*** Block opens ***

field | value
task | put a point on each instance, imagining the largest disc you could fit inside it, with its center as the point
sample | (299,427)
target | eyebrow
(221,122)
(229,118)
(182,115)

*** Block closes ***

■ THE PROBLEM:
Write the records out again so that each one matches the original exactly.

■ SOLUTION TO THIS TASK:
field | value
task | put a point on each instance, imagining the largest disc you could fit inside it, with its center as the point
sample | (299,427)
target | eyebrow
(221,122)
(229,118)
(182,115)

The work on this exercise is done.